(Dataset records on object locations)
--- BEGIN ---

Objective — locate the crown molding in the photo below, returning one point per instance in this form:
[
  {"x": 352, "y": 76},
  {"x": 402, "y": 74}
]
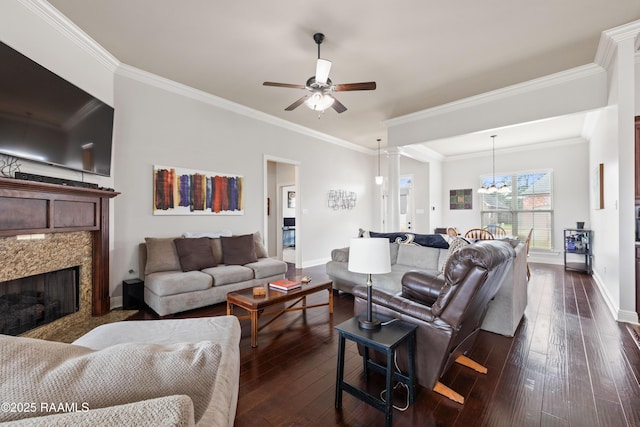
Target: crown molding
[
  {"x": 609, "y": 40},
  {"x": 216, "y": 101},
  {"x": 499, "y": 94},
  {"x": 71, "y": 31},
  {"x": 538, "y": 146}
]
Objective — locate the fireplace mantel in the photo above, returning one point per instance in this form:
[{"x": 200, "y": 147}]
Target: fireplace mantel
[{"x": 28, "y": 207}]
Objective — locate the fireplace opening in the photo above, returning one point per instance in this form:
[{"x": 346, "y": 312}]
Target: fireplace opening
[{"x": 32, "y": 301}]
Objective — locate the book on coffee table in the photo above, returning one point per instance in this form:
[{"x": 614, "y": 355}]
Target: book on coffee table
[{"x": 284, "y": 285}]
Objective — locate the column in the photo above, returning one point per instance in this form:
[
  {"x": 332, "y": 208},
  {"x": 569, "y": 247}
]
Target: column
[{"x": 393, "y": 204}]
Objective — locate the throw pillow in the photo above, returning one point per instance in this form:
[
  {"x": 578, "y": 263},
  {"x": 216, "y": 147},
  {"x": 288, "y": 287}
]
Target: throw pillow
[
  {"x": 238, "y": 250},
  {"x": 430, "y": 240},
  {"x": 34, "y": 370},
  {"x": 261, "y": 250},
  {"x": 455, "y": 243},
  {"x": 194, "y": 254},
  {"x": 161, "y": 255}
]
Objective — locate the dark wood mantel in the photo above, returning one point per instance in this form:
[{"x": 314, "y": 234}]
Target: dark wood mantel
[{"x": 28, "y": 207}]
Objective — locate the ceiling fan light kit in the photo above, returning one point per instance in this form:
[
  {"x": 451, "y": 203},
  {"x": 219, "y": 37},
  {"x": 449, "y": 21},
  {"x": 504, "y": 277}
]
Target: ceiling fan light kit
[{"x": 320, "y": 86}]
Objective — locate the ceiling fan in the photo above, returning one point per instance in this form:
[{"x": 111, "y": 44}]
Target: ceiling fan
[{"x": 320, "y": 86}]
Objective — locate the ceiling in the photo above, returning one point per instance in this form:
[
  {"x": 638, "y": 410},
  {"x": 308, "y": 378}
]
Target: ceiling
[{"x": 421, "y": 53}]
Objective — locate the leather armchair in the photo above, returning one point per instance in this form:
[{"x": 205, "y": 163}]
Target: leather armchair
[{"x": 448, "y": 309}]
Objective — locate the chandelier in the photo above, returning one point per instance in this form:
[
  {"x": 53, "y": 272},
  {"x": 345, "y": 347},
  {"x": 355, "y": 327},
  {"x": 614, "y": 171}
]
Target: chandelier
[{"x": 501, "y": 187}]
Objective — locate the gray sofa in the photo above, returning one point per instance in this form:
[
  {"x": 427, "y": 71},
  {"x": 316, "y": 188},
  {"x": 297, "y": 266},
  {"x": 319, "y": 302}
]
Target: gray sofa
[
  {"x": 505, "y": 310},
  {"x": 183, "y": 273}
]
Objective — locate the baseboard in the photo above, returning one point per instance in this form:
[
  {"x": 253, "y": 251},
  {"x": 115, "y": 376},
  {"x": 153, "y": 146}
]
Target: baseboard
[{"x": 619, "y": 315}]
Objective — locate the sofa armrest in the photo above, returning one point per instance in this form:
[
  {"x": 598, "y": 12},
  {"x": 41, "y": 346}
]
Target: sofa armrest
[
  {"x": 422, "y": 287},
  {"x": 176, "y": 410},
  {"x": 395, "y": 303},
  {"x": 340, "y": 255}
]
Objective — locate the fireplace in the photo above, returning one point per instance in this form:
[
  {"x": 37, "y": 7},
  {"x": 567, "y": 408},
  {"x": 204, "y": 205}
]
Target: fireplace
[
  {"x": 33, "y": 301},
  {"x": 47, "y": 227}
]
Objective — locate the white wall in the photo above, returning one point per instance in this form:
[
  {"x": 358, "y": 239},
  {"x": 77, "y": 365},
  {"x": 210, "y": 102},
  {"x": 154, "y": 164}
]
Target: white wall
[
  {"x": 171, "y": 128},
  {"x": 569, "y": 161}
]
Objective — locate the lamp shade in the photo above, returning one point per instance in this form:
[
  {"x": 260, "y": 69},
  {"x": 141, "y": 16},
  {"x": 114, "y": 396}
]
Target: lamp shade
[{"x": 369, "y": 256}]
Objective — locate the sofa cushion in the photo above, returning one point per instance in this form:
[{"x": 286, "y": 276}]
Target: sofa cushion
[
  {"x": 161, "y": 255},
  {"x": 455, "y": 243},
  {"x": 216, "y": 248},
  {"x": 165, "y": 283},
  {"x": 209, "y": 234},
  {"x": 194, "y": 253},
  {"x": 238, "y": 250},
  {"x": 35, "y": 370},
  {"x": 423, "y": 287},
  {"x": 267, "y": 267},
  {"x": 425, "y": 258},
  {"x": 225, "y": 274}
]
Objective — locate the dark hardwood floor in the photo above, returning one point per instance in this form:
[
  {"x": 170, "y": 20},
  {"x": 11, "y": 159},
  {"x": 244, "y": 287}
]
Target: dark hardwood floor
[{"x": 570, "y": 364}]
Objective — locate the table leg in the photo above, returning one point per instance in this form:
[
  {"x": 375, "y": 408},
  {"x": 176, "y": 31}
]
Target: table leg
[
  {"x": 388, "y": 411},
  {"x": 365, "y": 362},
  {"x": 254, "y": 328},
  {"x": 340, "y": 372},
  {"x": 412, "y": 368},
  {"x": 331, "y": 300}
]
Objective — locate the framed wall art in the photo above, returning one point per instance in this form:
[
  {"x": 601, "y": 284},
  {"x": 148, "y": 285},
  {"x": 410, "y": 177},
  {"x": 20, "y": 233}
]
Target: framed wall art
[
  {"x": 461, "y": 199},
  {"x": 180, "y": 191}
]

--- END ---
--- BEGIN ---

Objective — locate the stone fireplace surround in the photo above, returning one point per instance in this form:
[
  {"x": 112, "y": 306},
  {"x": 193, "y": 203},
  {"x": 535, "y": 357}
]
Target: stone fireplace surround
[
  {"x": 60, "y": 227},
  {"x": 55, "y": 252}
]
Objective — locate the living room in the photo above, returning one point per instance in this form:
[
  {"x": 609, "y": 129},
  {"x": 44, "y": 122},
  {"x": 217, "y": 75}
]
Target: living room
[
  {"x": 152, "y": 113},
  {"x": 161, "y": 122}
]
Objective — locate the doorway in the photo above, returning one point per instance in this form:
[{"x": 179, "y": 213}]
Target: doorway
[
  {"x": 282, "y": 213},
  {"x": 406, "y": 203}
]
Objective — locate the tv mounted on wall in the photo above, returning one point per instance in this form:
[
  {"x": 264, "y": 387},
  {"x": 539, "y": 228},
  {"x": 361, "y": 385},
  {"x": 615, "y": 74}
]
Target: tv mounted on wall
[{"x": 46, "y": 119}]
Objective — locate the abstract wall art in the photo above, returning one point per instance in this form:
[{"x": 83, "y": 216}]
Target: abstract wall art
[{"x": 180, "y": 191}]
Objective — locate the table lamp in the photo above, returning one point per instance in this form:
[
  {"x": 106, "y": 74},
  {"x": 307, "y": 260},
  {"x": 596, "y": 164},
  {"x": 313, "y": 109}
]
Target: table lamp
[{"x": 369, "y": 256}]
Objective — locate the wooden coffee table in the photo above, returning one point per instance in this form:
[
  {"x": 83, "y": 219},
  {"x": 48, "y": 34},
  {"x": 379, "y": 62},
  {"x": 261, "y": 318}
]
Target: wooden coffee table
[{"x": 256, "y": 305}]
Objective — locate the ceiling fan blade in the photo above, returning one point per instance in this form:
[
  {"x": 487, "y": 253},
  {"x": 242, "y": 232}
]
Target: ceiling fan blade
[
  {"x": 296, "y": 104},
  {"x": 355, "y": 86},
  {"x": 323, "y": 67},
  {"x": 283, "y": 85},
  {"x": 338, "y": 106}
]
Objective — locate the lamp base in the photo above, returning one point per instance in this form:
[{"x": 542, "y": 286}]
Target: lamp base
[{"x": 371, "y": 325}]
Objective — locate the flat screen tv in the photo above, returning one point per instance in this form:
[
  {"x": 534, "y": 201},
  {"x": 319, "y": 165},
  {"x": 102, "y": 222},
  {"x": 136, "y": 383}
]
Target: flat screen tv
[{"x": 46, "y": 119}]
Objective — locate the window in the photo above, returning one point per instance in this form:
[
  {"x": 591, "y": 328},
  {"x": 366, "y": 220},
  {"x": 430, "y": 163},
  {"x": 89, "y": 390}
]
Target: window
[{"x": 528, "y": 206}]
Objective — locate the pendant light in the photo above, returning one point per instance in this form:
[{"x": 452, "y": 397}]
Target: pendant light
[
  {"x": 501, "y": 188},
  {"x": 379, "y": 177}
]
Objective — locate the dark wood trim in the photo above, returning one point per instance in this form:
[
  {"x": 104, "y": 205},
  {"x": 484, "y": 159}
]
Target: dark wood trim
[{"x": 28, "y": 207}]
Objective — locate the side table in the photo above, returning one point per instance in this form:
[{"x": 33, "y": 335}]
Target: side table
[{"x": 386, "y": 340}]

--- END ---

▶ [WHAT IS NEEDED]:
Pick out and copy every line in the rows above that contains the word "gray". Treat uppercase and lowercase as different.

▶ [FINAL RESULT]:
Objective — locate the gray sofa in the photo above, returning one point per instance in this form:
Target: gray sofa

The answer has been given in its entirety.